TASK:
Omit every picture, then return each line of the data below exactly.

[Dataset entries]
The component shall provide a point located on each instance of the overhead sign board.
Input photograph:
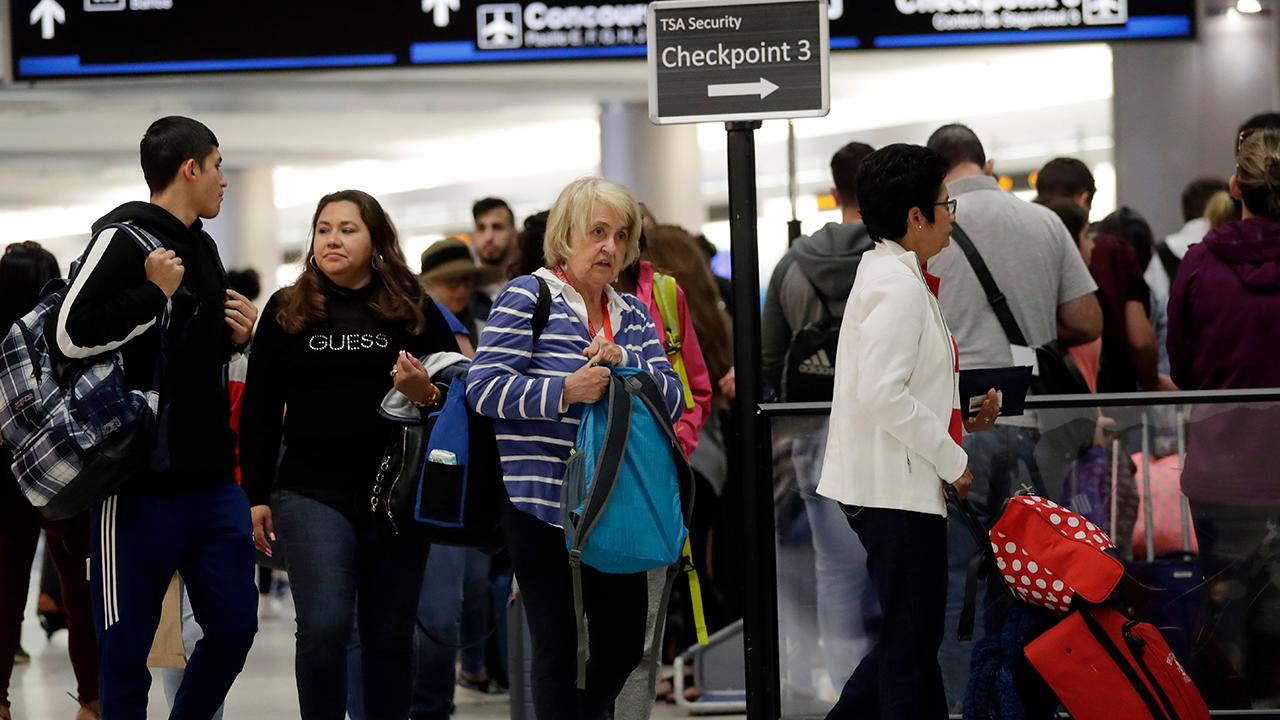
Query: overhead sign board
(716, 60)
(60, 39)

EXERCISE ANSWER:
The component shall provide a point located on each instance of the overhead sign board.
Input photograph:
Query: overhead sign board
(716, 60)
(60, 39)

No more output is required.